Das Festival la Perla führt vom 9.-19. August 2013 die Verdi Oper AIDA openair am Pfäffikersee (ZH) auf. Nachdem das Symphonische Orchester Zürich als Festivalorchester den Orchestermusikerinnen und –musikern inakzeptable Bedingungen offerierte, hat der SMV dies scharf kritisiert.

Doch der Zynismus der Veranstalter kennt keine Grenzen: In den definitiven Musikerverträgen für Aida wird ein Bruttolohn angeboten, der noch 30% tiefer als das vormalige Dumpingangebot liegt! 3-stündige Probe CHF 56.- brutto, 3-stündige Vorstellung CHF 91.- brutto. Die Begründung: Es handle sich um ein Ausbildungsprojekt und es sei nicht mehr Geld vorhanden. Beides stimmt nicht.

Die geplanten Ausgaben für 78 Orchestermusikerinnen und –musiker betragen gerade mal 4.3% des Gesamtbudgets der Produktion in Höhe von CHF 3.5 Mio. Berechnungen des SMV zeigen, dass bei gutem Wetter und guter Auslastung wesentlich höhere Einnahmen als budgetiert erwartet werden können. Die Musikerinnen und Musiker, die zumeist über einen Masterabschluss einer Hochschule verfügen, sollen aber nicht daran beteiligt werden, im Gegenteil: Sie sollen den Veranstaltern auch noch das Schlechtwetterrisiko abnehmen.

——————————

Aufgabenstellung >> Bitte kopiere aus dem Auszug über die Aida-Aufführung am Pfäffikersee wortgetreu die Stelle von „Das Festival la“ bis „Beides stimmt nicht.“.

——————————

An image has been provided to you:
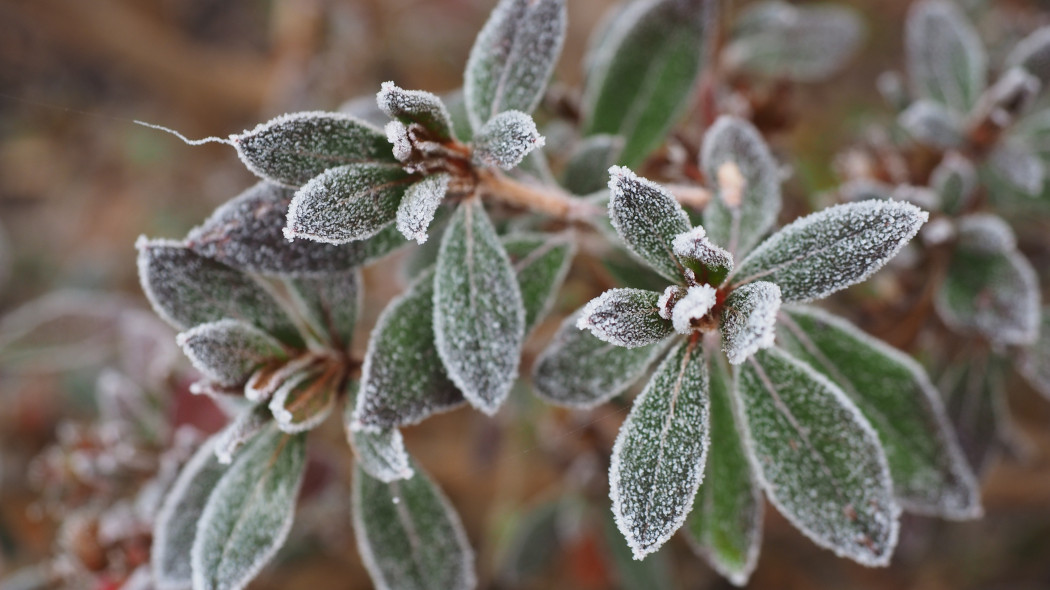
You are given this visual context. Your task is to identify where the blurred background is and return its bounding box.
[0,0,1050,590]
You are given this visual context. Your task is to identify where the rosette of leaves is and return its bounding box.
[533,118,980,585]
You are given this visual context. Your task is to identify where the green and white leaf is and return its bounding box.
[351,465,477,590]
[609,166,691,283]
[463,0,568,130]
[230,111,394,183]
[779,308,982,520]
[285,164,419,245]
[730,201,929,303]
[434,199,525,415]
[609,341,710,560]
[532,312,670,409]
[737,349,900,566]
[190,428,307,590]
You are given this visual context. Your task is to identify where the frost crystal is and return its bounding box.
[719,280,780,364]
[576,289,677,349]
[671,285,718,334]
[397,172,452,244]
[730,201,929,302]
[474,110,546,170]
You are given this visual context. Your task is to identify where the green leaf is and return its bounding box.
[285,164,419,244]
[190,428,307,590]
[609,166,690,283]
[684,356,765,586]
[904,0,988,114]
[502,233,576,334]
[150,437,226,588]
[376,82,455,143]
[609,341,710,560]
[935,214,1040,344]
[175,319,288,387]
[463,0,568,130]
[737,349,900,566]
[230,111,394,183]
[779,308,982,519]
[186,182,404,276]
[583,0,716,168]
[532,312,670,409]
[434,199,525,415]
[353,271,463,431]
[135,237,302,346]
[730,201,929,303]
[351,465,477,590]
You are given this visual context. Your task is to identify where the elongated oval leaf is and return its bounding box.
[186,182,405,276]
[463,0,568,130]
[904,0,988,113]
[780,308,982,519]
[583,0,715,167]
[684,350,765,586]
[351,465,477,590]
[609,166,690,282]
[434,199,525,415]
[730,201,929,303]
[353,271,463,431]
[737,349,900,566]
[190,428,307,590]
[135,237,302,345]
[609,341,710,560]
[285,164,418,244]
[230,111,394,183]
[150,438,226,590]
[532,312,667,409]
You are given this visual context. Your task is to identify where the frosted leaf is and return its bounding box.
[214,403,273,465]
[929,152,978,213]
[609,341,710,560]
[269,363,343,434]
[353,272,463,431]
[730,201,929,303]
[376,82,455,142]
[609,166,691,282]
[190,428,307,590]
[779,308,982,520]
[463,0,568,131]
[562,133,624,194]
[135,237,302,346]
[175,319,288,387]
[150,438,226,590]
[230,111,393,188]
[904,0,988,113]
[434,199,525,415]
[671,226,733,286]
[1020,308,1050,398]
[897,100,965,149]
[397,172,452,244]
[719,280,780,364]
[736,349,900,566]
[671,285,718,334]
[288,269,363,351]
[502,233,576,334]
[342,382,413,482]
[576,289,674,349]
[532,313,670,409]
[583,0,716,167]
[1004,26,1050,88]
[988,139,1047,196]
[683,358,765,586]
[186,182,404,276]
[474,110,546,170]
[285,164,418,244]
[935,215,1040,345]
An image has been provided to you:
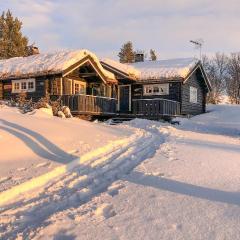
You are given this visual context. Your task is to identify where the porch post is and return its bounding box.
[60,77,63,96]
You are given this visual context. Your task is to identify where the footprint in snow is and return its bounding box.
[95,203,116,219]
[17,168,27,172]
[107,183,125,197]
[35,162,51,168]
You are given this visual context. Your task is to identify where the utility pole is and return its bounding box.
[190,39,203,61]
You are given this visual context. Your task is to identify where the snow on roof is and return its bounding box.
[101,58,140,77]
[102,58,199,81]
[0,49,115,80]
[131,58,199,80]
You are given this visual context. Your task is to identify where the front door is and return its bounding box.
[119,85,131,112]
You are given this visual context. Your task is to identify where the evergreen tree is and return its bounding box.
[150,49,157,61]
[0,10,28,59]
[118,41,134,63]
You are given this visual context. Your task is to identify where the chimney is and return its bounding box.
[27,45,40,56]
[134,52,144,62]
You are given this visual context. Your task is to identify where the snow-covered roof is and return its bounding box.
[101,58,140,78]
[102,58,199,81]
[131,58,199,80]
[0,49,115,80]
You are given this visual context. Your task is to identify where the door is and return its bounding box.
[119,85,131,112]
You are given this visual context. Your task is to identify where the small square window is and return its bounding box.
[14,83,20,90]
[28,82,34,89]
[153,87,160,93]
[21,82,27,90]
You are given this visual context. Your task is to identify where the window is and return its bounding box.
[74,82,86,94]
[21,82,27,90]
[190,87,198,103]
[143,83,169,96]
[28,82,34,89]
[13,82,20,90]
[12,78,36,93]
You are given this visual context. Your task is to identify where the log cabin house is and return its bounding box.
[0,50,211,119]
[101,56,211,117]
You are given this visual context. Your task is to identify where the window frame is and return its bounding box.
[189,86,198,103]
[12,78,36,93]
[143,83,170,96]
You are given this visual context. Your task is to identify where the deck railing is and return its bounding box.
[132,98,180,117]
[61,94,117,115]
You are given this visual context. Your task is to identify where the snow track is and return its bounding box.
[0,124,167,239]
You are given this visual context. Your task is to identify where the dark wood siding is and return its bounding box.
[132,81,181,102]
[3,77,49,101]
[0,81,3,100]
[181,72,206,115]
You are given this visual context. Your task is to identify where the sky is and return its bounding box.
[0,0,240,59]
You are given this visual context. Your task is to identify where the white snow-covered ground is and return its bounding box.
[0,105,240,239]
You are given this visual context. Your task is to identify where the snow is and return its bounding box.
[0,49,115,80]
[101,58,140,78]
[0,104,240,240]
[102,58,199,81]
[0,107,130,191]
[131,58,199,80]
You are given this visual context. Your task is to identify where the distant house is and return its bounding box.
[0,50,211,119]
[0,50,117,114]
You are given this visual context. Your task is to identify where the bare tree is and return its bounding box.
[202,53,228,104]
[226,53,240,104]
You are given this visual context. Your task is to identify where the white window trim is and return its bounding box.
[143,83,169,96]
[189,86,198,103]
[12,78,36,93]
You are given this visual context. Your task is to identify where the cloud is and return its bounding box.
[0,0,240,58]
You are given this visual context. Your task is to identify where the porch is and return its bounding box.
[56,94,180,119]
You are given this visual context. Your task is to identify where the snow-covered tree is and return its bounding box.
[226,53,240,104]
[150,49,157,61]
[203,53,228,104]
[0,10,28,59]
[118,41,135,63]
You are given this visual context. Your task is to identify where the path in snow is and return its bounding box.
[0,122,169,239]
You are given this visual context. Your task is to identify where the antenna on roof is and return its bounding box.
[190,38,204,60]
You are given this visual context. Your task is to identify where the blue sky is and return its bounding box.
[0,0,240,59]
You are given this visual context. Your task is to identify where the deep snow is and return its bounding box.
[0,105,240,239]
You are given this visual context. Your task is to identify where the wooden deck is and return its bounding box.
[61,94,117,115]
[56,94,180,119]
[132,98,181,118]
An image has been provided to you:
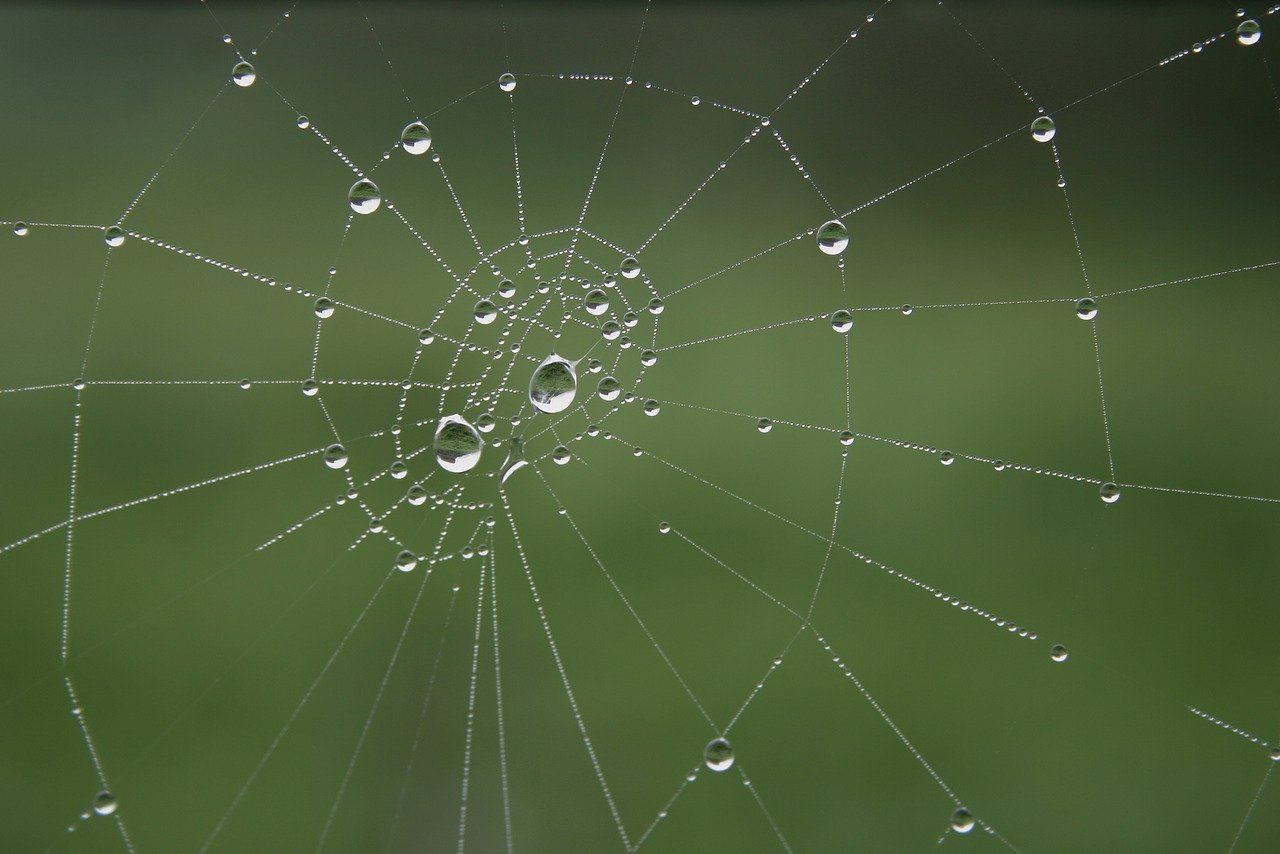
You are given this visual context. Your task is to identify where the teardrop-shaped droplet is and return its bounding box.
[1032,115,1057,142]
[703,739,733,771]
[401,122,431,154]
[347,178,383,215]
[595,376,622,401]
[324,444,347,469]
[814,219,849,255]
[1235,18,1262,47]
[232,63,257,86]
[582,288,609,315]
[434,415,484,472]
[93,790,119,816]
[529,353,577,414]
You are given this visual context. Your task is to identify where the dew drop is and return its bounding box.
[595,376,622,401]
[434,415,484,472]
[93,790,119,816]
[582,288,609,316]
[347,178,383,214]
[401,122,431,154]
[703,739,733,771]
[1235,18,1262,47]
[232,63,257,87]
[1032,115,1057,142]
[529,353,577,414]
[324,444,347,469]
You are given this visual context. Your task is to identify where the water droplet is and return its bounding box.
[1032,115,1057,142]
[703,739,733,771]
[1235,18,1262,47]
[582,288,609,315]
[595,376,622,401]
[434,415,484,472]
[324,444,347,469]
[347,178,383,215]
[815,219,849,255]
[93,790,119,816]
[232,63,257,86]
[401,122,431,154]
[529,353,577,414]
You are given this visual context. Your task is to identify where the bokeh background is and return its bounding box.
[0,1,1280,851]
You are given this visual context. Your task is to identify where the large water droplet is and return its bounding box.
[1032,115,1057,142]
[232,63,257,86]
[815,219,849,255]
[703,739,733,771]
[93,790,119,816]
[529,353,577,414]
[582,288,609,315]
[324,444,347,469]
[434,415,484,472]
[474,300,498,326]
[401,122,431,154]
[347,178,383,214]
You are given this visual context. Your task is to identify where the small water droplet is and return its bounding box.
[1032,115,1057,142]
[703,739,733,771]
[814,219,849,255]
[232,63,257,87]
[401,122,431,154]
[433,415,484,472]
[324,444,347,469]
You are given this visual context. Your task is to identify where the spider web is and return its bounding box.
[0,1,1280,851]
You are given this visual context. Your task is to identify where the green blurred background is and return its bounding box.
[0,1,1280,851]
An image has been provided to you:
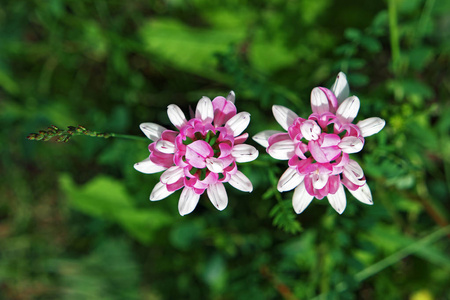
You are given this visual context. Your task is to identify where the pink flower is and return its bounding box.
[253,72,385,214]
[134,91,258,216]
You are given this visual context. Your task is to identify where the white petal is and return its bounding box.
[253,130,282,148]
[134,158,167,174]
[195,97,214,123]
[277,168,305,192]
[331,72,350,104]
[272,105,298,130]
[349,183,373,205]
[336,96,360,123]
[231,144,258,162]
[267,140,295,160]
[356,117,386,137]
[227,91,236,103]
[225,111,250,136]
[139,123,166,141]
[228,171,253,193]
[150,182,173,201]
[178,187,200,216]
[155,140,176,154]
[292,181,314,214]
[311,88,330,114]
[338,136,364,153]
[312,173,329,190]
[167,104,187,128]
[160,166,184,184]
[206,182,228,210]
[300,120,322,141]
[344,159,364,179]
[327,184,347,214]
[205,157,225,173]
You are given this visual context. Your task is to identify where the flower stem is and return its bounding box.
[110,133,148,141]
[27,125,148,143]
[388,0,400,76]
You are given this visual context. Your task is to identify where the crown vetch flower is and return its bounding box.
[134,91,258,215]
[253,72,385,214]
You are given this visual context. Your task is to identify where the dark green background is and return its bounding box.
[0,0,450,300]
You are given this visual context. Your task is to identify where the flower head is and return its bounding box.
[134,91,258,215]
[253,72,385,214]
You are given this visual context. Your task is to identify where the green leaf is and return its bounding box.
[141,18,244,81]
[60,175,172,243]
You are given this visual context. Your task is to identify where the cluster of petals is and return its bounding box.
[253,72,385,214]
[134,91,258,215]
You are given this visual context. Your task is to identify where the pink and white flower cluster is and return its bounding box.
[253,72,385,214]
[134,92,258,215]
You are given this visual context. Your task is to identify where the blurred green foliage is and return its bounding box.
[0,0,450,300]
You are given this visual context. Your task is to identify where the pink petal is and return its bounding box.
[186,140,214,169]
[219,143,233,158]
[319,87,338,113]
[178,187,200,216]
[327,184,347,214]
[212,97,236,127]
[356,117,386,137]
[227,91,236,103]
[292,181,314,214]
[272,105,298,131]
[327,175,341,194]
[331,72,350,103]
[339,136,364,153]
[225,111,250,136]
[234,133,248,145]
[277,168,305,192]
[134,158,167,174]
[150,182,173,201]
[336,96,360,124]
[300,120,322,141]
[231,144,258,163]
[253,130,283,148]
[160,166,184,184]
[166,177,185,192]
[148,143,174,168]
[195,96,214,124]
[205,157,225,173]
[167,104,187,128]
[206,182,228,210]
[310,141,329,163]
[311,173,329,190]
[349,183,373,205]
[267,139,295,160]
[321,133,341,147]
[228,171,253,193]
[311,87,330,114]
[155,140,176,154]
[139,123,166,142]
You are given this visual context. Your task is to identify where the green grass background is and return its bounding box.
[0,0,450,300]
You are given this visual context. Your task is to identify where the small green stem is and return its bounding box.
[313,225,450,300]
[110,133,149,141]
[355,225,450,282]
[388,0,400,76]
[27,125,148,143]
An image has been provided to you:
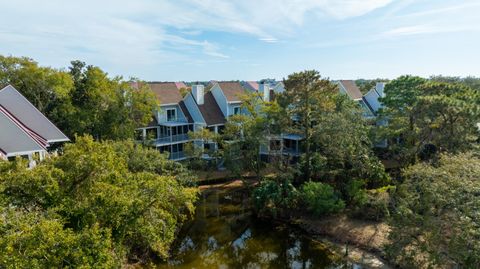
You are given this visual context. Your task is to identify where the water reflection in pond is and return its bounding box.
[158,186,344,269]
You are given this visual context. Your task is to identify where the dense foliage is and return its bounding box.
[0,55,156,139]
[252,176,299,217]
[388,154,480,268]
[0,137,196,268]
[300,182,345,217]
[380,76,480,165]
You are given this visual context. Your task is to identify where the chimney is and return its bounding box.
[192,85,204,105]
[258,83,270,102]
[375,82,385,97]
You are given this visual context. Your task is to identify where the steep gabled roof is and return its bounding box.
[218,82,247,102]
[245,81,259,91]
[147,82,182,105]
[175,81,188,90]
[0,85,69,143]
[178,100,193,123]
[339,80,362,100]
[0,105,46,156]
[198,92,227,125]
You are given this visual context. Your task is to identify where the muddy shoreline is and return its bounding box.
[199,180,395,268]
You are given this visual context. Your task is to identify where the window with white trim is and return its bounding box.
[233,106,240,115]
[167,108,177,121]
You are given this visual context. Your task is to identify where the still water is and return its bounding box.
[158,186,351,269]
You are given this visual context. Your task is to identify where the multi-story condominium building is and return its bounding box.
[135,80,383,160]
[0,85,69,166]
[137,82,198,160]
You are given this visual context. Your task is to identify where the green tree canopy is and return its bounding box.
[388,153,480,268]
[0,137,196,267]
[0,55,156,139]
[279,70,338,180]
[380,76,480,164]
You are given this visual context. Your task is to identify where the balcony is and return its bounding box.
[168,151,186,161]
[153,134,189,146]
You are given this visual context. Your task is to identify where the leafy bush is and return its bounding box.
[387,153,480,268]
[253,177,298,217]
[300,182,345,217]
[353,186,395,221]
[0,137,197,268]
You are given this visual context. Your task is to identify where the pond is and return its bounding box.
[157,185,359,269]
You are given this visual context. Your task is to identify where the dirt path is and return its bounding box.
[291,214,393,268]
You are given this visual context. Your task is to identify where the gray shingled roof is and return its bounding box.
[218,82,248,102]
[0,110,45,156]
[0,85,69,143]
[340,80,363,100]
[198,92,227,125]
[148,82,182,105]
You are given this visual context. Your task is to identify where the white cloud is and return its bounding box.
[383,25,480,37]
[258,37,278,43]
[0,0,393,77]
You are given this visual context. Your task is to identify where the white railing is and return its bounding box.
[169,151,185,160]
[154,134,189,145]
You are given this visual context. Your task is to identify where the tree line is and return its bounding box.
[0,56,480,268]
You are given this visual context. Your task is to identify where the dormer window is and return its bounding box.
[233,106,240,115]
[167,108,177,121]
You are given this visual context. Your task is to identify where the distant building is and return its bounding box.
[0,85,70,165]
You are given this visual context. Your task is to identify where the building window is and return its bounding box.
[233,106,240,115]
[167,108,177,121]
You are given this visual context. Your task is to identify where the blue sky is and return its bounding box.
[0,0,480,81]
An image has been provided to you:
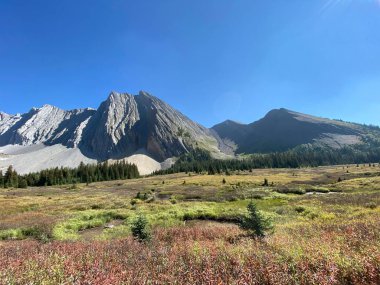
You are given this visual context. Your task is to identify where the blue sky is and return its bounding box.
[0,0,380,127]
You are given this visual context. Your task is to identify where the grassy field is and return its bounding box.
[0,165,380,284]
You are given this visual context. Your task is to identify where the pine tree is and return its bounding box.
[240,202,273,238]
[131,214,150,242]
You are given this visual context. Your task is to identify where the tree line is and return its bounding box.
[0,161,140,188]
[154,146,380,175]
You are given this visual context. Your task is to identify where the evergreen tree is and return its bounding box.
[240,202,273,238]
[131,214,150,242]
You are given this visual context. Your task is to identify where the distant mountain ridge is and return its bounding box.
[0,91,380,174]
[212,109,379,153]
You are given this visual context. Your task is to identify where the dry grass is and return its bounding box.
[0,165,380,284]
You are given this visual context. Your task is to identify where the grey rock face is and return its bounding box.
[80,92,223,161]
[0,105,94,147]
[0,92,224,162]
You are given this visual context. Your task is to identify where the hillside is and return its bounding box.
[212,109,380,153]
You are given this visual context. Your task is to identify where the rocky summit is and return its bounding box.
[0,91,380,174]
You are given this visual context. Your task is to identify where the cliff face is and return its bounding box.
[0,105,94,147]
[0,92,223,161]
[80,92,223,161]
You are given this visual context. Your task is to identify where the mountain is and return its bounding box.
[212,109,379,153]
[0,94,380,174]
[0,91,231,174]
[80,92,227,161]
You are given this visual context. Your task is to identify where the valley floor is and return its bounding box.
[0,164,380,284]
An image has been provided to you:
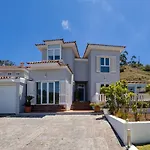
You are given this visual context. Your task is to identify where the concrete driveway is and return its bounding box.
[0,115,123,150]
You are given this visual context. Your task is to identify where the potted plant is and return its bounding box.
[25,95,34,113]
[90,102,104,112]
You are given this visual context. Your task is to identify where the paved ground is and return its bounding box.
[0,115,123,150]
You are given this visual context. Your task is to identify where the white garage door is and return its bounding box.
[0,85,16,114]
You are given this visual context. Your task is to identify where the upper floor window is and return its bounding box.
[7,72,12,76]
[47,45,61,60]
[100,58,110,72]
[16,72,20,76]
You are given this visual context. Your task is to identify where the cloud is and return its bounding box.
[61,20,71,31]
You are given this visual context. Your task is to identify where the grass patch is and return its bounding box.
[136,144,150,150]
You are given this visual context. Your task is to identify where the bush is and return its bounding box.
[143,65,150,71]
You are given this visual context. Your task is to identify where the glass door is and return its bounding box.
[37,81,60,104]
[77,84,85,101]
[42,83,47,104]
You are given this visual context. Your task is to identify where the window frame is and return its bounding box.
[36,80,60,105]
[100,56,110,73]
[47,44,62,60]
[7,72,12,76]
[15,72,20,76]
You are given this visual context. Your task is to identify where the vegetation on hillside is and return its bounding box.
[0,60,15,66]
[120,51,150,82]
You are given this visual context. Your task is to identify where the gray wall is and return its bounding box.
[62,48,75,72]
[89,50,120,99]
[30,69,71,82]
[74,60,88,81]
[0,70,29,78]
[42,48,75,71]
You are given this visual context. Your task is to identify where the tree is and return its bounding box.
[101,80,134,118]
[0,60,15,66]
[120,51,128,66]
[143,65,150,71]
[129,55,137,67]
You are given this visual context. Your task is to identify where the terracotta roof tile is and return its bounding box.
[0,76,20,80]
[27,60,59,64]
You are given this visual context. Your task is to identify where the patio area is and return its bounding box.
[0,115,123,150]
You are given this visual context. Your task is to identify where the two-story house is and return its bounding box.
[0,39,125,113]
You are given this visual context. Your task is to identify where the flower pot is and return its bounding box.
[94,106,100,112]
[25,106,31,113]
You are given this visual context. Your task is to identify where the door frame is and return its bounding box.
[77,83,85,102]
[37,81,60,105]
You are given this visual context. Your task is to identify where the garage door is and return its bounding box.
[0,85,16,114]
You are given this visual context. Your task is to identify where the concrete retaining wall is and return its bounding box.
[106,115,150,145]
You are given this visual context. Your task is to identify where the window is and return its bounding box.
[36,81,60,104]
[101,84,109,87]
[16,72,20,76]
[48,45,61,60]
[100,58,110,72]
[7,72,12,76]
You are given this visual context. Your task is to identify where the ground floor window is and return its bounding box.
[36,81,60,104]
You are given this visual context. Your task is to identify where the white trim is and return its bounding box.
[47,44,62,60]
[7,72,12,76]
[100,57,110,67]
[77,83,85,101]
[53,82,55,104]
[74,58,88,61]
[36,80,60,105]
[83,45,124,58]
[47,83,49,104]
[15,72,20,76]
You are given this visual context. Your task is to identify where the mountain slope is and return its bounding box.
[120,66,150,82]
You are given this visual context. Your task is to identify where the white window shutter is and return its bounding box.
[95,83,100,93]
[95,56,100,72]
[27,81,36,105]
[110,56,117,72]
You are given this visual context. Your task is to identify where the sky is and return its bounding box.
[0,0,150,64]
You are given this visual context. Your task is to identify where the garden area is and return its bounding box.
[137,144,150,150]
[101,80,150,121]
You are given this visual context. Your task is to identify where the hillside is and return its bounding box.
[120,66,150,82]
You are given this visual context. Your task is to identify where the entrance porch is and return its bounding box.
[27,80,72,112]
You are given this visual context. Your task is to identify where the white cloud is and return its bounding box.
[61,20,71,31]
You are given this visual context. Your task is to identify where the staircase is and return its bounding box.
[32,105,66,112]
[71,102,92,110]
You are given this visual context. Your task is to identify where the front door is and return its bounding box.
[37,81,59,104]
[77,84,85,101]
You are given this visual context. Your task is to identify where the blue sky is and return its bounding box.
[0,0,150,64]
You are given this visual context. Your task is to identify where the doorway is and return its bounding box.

——————————

Ergebnis >>
Das Festival la Perla führt vom 9.-19. August 2013 die Verdi Oper AIDA openair am Pfäffikersee (ZH) auf. Nachdem das Symphonische Orchester Zürich als Festivalorchester den Orchestermusikerinnen und –musikern inakzeptable Bedingungen offerierte, hat der SMV dies scharf kritisiert.

Doch der Zynismus der Veranstalter kennt keine Grenzen: In den definitiven Musikerverträgen für Aida wird ein Bruttolohn angeboten, der noch 30% tiefer als das vormalige Dumpingangebot liegt! 3-stündige Probe CHF 56.- brutto, 3-stündige Vorstellung CHF 91.- brutto. Die Begründung: Es handle sich um ein Ausbildungsprojekt und es sei nicht mehr Geld vorhanden. Beides stimmt nicht.